### Aim of the exercise
Please copy out the lines of the records word for word, starting at the line that contains "Exercise. Identify the bus number" and ending with the last line of the records.

════════

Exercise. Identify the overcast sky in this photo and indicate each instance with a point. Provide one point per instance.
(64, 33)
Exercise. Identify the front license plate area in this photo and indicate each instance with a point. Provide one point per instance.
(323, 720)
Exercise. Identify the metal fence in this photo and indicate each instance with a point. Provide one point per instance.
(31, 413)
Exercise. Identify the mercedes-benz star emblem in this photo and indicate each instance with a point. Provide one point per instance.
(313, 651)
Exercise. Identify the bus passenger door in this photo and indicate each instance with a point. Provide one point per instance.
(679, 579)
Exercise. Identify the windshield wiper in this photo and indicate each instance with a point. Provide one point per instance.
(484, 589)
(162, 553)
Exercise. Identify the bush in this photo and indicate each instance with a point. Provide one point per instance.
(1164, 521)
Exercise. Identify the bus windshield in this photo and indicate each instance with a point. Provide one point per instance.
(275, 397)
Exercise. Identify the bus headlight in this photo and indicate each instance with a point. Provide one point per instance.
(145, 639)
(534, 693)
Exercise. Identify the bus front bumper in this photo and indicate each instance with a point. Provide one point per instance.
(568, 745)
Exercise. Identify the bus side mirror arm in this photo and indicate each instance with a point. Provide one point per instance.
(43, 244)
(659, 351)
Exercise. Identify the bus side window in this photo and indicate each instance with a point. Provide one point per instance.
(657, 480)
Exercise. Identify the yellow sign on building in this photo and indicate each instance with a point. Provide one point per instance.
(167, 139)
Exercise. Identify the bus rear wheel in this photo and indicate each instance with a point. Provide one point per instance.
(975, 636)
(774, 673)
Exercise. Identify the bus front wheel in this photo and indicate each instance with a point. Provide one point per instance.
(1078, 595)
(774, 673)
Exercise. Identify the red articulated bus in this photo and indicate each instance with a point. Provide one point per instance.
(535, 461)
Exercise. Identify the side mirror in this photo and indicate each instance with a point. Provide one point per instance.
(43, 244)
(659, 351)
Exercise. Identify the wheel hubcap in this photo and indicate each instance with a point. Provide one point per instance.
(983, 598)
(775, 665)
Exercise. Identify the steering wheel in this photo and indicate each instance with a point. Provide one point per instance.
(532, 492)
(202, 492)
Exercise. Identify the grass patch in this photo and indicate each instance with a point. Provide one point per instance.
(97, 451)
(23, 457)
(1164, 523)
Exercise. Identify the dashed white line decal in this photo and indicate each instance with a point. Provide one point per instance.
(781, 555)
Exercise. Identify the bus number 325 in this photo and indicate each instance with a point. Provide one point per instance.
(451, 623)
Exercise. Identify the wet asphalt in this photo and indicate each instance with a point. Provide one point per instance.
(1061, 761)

════════

### Solution to this problem
Exercise. Identify the bus number 325 in this photo and indicate each instance with a point. Provide one point per instance.
(451, 623)
Exercise. Identify the wet asphalt in this photo and indicate each instance with a point. Provide one point per instance.
(1061, 761)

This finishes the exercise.